------ GIVEN TEXT

I am not, however, defending consequentialism as a theory of ethics. According to consequentialism, the moral rightness or wrongness of an action is determined solely by its consequences. This is a horrible theory of ethics. On consequentialism if your torturing and raping a little girl would somehow ultimately redound to the benefit of mankind, then not only is this action morally permissible for you, but you are morally obligated to do it! Rather I hold that we have certain obligations to fulfill even if no good consequences result and certain prohibitions to obey regardless of the benefits that might ensue from flouting our duties. As a theist, I see our moral duties as grounded in God’s commands, which are reflections of His holy and loving character, not in the consequences.

As for God’s own actions, I don’t think that God has any moral duties to fulfill, since He presumably doesn’t issue commands to Himself! So it is meaningless to speak of the moral rightness or wrongness of God’s actions. What we can ask is whether His acting in a certain way would be consistent with His character. Would it be consistent with His character, for example, not to intervene to save a baby from dying of a horrible disease or someone from perishing in a tsunami? And I think the answer is, yes, God can have good reasons for not intervening in such situations and so does not act contrary to His character.

------------

- _SET OF TASKS_:
1: Retype the passage from "I am not, however, defending" to "in the consequences.".
2: For each statement, answer yes or no to say whether it agrees with the passage, and quote the words that decide it.
(a) The writer defends consequentialism as a theory of ethics.
(b) The writer holds that God has no moral duties to fulfill.
(c) The writer grounds our moral duties in consequences.
3: Answer from the passage:
(a) According to consequentialism, what alone determines whether an action is morally right or wrong?
(b) What are God's commands said to be reflections of?
(c) What two situations are given as examples where God might not intervene?
Work only from the passage above.

------ MATERIAL SUPPLIED

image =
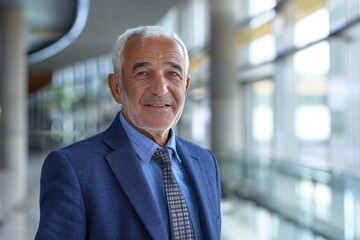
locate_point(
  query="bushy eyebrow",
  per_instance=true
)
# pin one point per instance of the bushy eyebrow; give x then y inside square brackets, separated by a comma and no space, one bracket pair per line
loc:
[147,64]
[140,64]
[174,65]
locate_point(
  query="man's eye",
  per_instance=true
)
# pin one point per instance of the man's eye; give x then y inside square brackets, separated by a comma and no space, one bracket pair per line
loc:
[174,74]
[142,75]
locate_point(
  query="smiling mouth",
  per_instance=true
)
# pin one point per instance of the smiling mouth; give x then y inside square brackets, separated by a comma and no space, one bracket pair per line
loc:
[157,105]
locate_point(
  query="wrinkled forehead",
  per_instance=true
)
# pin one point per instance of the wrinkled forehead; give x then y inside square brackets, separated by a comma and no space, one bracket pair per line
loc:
[153,49]
[159,44]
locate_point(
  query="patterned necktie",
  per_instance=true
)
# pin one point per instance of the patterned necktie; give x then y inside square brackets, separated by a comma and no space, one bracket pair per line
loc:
[180,222]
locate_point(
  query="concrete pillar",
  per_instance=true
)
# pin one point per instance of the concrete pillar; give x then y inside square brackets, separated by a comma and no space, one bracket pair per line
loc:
[225,91]
[13,93]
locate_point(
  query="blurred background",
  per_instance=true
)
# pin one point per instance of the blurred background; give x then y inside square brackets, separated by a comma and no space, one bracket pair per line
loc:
[275,93]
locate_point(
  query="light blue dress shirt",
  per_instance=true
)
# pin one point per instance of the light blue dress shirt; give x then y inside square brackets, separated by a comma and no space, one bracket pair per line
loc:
[145,148]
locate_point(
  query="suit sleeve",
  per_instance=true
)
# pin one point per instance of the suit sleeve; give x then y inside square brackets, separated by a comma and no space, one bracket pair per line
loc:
[62,209]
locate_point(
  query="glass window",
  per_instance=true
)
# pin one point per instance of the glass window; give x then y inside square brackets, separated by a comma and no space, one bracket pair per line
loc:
[312,114]
[262,115]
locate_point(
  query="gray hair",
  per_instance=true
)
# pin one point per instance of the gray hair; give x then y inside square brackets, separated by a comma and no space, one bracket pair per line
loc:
[144,32]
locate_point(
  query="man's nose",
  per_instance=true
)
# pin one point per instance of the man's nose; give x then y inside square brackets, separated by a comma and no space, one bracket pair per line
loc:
[159,85]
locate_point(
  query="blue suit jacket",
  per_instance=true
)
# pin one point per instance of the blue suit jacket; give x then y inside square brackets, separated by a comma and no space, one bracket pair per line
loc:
[95,189]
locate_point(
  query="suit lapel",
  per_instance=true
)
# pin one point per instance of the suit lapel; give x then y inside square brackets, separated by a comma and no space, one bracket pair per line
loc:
[124,163]
[199,182]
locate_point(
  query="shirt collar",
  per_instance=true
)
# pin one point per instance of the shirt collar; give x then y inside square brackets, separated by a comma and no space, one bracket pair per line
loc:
[144,146]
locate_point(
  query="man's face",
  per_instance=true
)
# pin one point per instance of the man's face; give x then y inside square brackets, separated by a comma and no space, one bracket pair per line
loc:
[154,85]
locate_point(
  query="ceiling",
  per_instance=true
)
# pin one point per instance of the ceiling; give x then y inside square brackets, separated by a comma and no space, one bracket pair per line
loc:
[63,32]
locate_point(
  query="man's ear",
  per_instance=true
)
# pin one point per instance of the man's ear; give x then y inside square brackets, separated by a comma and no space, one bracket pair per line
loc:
[187,83]
[115,87]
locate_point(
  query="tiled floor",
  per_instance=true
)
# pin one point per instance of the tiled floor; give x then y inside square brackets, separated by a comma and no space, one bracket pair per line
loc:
[241,220]
[21,220]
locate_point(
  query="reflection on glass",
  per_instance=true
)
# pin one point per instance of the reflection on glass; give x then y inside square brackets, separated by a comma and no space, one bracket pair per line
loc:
[262,114]
[262,49]
[312,113]
[259,6]
[311,28]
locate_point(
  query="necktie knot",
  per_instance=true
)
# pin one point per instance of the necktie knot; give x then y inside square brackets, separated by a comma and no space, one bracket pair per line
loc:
[162,156]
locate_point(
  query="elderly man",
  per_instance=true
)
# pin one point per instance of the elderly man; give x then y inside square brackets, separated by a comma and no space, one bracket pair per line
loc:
[137,179]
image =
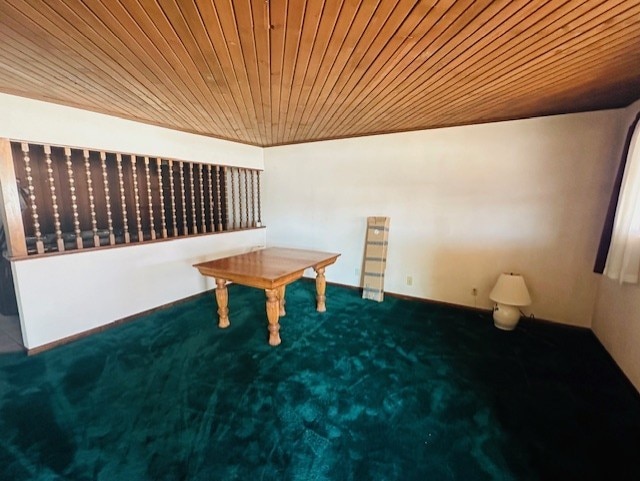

------------

- _SOLUTIONS FOR EACH TASK_:
1:
I am not, however, defending consequentialism as a theory of ethics. According to consequentialism, the moral rightness or wrongness of an action is determined solely by its consequences. This is a horrible theory of ethics. On consequentialism if your torturing and raping a little girl would somehow ultimately redound to the benefit of mankind, then not only is this action morally permissible for you, but you are morally obligated to do it! Rather I hold that we have certain obligations to fulfill even if no good consequences result and certain prohibitions to obey regardless of the benefits that might ensue from flouting our duties. As a theist, I see our moral duties as grounded in God’s commands, which are reflections of His holy and loving character, not in the consequences.

2:
(a) No: "I am not, however, defending consequentialism as a theory of ethics."
(b) Yes: "I don’t think that God has any moral duties to fulfill"
(c) No: "I see our moral duties as grounded in God’s commands, which are reflections of His holy and loving character, not in the consequences."

3:
(a) Its consequences.
(b) His holy and loving character.
(c) Saving a baby from dying of a horrible disease, and saving someone from perishing in a tsunami.